- [Direction A]: Please rewrite the passage on Theodore Roosevelt's leadership lessons, starting at "10 Theodore Roosevelt" and ending at "are leaders made?", and swap "eternal question" for "age-old question".
- [Direction B]:
Answer these questions from the passage on Theodore Roosevelt's leadership lessons.
(i) How many leadership lessons does it list?
(ii) What did Roosevelt believe leadership is?
(iii) Which virtue does it call foundational?
- [Direction C]: Go on with the passage on Theodore Roosevelt's leadership lessons from its last sentence.
## begin Reading passage
Theodore Roosevelt stands as one of the greatest leaders in American history.
Theodore Roosevelt on Leadership distills his leadership lessons, so they can be transferred seamlessly into the 21st century.
TR’s timeless example can be put to work in business, finance, the not-for-profit sector, a government agency or the military.
The 10 leadership lessons that follow are a sampler from Roosevelt’s project of self-creation and service.
10 Theodore Roosevelt Leadership Lessons
1. Leaders Are Created, Not Born. TR’s life and work is an enduring answer to the eternal question: are leaders born—or are leaders made?
Roosevelt believed that leadership is an ongoing project of self-creation. He offered his life as a template for anyone who would seek to re-create themselves into an effective leader.
If I have anything at all resembling genius, it is in the gift for leadership…. To tell the truth, I like to believe that, by what I have accomplished without great gifts, I may be a source of encouragement to Americans.
2. Courage is the Foundational Virtue. Theodore Roosevelt was a warrior. His virtues and shortcomings are best evaluated with an eye toward the world in which he lived. Death was a constant companion. The consequences of the barbarism of the Civil War was very much in evidence in every part of American life.
## end Reading passage
## begin Supplied records
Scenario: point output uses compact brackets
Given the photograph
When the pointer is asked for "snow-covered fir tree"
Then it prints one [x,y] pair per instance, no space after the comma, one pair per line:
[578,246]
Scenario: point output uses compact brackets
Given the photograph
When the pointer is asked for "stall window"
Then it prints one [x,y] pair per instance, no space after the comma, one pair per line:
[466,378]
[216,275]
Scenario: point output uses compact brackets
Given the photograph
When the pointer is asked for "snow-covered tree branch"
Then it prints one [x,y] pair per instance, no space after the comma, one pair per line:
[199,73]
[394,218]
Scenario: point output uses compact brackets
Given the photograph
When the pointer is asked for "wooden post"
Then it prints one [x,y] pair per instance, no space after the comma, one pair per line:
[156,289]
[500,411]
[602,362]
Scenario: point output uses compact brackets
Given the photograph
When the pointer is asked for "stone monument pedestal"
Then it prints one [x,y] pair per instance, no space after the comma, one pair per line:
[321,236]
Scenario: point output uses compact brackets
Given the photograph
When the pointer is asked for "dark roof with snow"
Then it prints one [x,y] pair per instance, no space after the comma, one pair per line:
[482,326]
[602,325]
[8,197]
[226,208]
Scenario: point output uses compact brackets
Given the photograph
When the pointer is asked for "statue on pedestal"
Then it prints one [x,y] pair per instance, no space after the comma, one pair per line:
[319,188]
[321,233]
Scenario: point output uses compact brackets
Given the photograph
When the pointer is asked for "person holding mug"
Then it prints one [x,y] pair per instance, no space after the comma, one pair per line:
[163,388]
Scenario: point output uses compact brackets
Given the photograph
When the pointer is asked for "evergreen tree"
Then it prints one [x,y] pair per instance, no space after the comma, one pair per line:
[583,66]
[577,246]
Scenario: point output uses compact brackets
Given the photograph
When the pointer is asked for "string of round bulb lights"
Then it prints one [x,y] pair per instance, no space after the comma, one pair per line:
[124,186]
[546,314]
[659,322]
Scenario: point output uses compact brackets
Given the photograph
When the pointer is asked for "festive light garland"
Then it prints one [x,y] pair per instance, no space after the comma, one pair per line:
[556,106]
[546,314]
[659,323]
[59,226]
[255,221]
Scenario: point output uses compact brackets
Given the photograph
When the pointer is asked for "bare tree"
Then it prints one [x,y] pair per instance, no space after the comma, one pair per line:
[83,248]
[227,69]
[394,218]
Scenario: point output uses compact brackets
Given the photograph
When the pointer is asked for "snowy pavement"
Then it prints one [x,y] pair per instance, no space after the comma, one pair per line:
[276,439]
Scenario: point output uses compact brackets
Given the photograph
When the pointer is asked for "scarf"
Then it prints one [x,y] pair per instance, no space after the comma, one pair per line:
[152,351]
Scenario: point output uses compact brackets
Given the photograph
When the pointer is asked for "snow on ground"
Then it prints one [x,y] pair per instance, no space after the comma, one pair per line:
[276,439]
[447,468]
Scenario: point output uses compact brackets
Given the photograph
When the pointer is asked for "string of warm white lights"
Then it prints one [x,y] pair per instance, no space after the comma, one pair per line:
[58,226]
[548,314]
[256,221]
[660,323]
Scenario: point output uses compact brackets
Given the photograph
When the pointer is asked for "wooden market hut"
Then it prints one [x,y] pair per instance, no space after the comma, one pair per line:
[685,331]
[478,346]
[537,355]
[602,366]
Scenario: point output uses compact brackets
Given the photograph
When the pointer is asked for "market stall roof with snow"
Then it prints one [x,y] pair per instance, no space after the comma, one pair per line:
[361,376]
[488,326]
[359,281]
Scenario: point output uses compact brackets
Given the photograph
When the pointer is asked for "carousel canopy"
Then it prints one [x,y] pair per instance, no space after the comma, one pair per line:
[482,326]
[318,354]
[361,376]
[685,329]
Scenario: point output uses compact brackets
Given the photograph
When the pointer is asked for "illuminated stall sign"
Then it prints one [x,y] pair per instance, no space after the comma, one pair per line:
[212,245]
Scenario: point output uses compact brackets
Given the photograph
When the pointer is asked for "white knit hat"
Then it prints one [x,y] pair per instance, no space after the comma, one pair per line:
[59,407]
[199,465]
## end Supplied records
- [Right answer A]:
10 Theodore Roosevelt Leadership Lessons
1. Leaders Are Created, Not Born. TR’s life and work is an enduring answer to the age-old question: are leaders born—or are leaders made?

- [Right answer B]:
(i) 10
(ii) An ongoing project of self-creation
(iii) Courage

- [Right answer C]:
In this world, courage was paramount. Physical courage was prized. Moral courage, perhaps even more rare, was necessary for enduring service.
Roosevelt overcame a weak physical endowment and corresponding temperament. He aimed for his example to stir others—indeed the nation as a whole–to undertake the same transformation.
There were all kinds of things of which I was afraid at first, ranging from grizzly bears to “mean” horses and gun fighters; but by acting as if I was not afraid I gradually ceased to be afraid.
3. Action, Action, and Still More Action. Theodore Roosevelt had a consistent bias for action. He believed in the initiative. He was never comfortable or effective on defense, responding to a state of affairs set by others.
Whether it was the construction of the Panama Canal, taking on J.P. Morgan, or any number of other memorable challenges, TR took the risks of action, over the greater (if sometimes less evident) risks of inaction or delay.
Whatever I think is right for me to do, I do. I do the things that I believe ought to be done. And when I make up my mind to do a thing, I act.
4. Put Your Team Ahead of Yourself. One of Roosevelt’s formative real-time leadership experiences was leading his regiment in the Spanish-American War.
TR led from the front. He placed himself into undeniable danger, remaining on horseback while facing a rain of steel.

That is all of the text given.